Cuando, con la primera luz de la mañana, el canto de los pájaros me despertaba, él ya no estaba allí, se
había ido al campo con sus animales, dejándome dormir. Entonces me levantaba, doblaba la manta, y, descalzo
(en la aldea anduve siempre descalzo hasta los catorce años), todavía con pajas enredadas en el pelo,
pasaba de la parte cultivada del huerto a la otra, donde se encontraban las pocilgas, al lado de la casa.
Mi abuela, ya en pie desde antes que mi abuelo, me ponía delante un tazón de café con trozos de pan y me
preguntaba si había dormido bien. Si le contaba algún mal sueño nacido de las historias del abuelo, ella
siempre me tranquilizaba: "No hagas caso, en sueños no hay firmeza".
Pensaba entonces que mi abuela, aunque también fuese una mujer muy sabia, no alcanzaba las alturas de mi
abuelo, ése que, tumbado debajo de la higuera, con el nieto José al lado, era capaz de poner el universo
en movimiento apenas con dos palabras. Muchos años después, cuando mi abuelo ya se había ido de este mundo
y yo era un hombre hecho, llegué a comprender que la abuela, también ella, creía en los sueños.
Otra cosa no podría significar que, estando sentada una noche, ante la puerta de su pobre casa, donde
entonces vivía sola, mirando las estrellas mayores y menores de encima de su cabeza, hubiese dicho estas
palabras: "El mundo es tan bonito y yo tengo tanta pena de morir". No dijo miedo de morir, dijo pena de morir,
como si la vida de pesadilla y continuo trabajo que había sido la suya, en aquel momento casi final,
estuviese recibiendo la gracia de una suprema y última despedida, el consuelo de la belleza revelada.

# Datos proporcionados
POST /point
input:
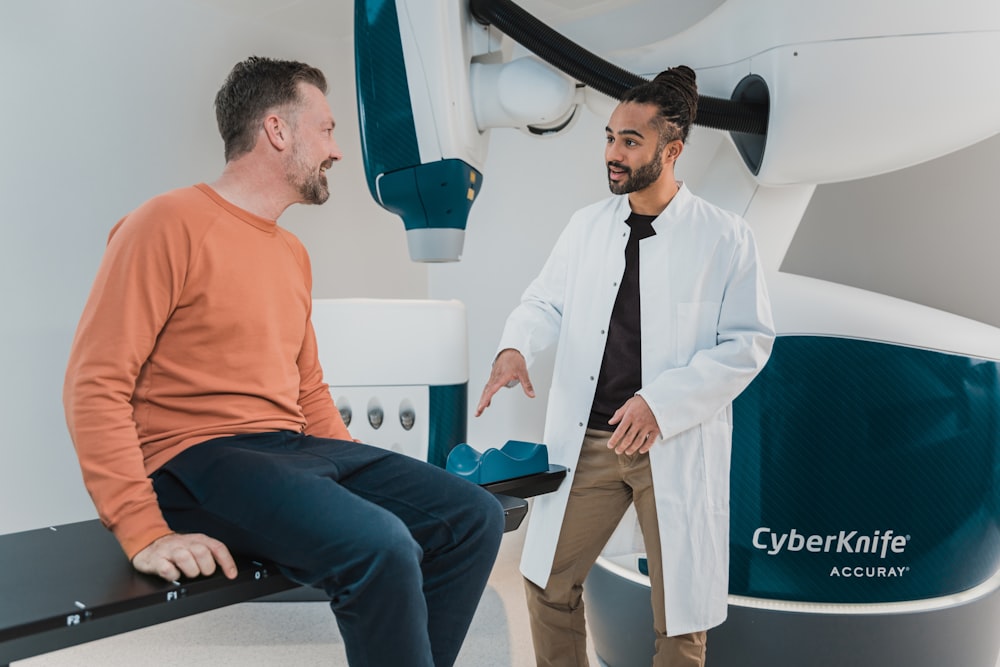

# Acciones requeridas
1. Responde según el fragmento sobre los abuelos:
(a) ¿Hasta qué edad anduvo siempre descalzo el nieto en la aldea?
(b) ¿Qué le ponía delante la abuela al nieto por la mañana?
(c) ¿Qué palabras dijo la abuela una noche mientras miraba las estrellas?
2. ¿Podrías prolongar el fragmento sobre los abuelos desde el punto en que se detiene?
El listado no hace falta para nada.

# Lista de respuestas
1.
(a) Hasta los catorce años.
(b) Un tazón de café con trozos de pan.
(c) "El mundo es tan bonito y yo tengo tanta pena de morir".

2.
Estaba sentada a la puerta de una casa, como no creo que haya habido alguna otra en el mundo, porque en
ella vivió gente capaz de dormir con cerdos como si fuesen sus propios hijos, gente que tenía pena de
irse de la vida sólo porque el mundo era bonito, gente, y ése fue mi abuelo Jerónimo, pastor y contador
de historias, que, al presentir que la muerte venía a buscarlo, se despidió de los árboles de su huerto
uno por uno, abrazándolos y llorando porque sabía que no los volvería a ver.
Muchos años después, escribiendo por primera vez sobre éste mi abuelo Jerónimo y ésta mi abuela Josefa
(me ha faltado decir que ella había sido, según cuantos la conocieron de joven, de una belleza inusual),
tuve conciencia de que estaba transformando las personas comunes que habían sido en personajes literarios
y que ésa era, probablemente, la manera de no olvidarlos, dibujando y volviendo a dibujar sus rostros con
el lápiz siempre cambiante del recuerdo, coloreando e iluminando la monotonía de un cotidiano opaco y sin
horizontes, como quien va recreando sobre el inestable mapa de la memoria, la irrealidad sobrenatural del
país en que decidió pasar a vivir.
La misma actitud de espíritu que, después de haber evocado la fascinante y enigmática figura de un cierto
bisabuelo berebere, me llevaría a describir más o menos en estos términos un viejo retrato (hoy ya con
casi ochenta años) donde mis padres aparecen. "Están los dos de pie, bellos y jóvenes, de frente ante el
fotógrafo, mostrando en el rostro una expresión de solemne gravedad que es tal vez temor delante de la
cámara, en el instante en que el objetivo va a fijar de uno y del otro la imagen que nunca más volverán a
tener, porque el día siguiente será implacablemente otro día.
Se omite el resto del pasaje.